### What is expected:
Give back every entry below unchanged, line for line.

-- start of Entries shown --

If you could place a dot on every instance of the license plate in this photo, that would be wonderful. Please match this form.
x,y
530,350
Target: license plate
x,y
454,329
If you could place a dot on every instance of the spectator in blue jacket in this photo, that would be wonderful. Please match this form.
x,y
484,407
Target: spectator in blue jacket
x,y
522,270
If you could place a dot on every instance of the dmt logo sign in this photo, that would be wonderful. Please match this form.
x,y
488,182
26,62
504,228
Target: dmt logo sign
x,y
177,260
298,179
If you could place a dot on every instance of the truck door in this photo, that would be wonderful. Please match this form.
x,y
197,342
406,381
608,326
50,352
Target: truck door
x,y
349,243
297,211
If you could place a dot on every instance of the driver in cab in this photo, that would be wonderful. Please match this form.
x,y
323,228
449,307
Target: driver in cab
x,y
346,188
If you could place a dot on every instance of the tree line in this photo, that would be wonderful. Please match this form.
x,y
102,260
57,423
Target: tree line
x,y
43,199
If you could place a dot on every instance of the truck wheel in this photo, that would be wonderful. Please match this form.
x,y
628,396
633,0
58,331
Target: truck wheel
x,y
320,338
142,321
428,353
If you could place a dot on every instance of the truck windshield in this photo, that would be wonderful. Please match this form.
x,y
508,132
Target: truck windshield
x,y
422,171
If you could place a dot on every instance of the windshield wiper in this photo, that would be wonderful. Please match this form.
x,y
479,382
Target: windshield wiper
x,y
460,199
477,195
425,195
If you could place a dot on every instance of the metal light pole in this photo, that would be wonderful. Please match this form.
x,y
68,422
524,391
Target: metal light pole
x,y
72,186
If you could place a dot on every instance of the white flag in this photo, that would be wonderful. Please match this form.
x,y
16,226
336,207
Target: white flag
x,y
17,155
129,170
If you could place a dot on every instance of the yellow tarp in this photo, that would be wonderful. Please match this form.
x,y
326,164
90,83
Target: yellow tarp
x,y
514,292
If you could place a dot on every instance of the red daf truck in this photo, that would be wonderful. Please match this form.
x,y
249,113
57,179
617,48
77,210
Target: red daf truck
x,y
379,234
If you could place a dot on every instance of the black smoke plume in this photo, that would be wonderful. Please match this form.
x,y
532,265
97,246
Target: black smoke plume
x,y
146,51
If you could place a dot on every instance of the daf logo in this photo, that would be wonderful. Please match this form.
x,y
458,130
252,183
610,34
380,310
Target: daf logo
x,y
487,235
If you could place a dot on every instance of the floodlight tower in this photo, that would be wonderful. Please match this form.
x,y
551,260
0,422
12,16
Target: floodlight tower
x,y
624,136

-- end of Entries shown --

### Exercise result:
If you could place a dot on every instance of the license plate in this photo, that would be wonderful. Please match this form.
x,y
530,350
Target: license plate
x,y
454,329
If you could place a dot on every instance of the spectator in blue jacket in this photo, that would be wonderful. Please match this form.
x,y
484,407
Target: spectator in blue jacket
x,y
522,270
If you could place a dot on every instance of the dmt logo sign in this photo, that would be wonderful. Please match this form.
x,y
488,182
26,62
504,228
Target: dmt logo sign
x,y
177,260
298,179
If you could place a dot on every instance of the truck door in this photo, that would be wonderful. Please match this form.
x,y
197,342
406,381
608,326
50,352
Target: truck door
x,y
349,243
297,211
If you could place a dot on every instance of the driver in cab in this photo, that would be wonderful. Please match this form.
x,y
323,228
449,307
Target: driver in cab
x,y
346,188
If you could place a dot on every instance of the tree line in this photo, that would be wonderful. Please match this form.
x,y
102,260
57,423
Target: tree line
x,y
43,199
If you could place a dot on every instance of the truck wheel in this photo, that would be wonderful. Please match this form.
x,y
628,396
633,0
58,331
Target: truck wheel
x,y
320,338
142,321
428,353
If you could place a dot on every instance of the truck windshield in this photo, that would be wonderful. Please match this form.
x,y
508,132
Target: truck windshield
x,y
422,171
If you could place a dot on every instance of the windshield wiper in this photo, that would be wonderful. Please match this form.
x,y
479,382
Target: windshield wiper
x,y
460,199
477,195
425,195
If you could place a dot on every instance of the metal light pole in this photo, that would be wonderful. Please match this form.
x,y
68,422
524,391
Target: metal light pole
x,y
72,186
If you could place a dot on every instance of the white flag in this photo, that would be wonderful. Please match this form.
x,y
16,226
336,207
Target: white flag
x,y
17,155
129,170
If you could place a dot on every instance of the yellow tarp in this photo, that would be wonderful. Please match this form.
x,y
326,164
90,83
Target: yellow tarp
x,y
514,292
If you could place a dot on every instance of the red daf truck in this photo, that would be wonderful. Please match this form.
x,y
249,113
57,179
617,48
77,210
Target: red daf truck
x,y
379,234
If you could place a dot on every instance of the black smoke plume in this photo, that would be wonderful. Please match this form.
x,y
532,265
97,246
Target: black smoke plume
x,y
146,51
If you could place a dot on every instance of the daf logo in this photo, that would be wonderful. Please match this form.
x,y
458,130
252,183
610,34
380,310
Target: daf logo
x,y
487,235
If you could place a dot on every instance of the floodlight tower in this photo, that would be wonderful. Please match this form.
x,y
551,260
0,422
12,16
Target: floodlight tower
x,y
624,136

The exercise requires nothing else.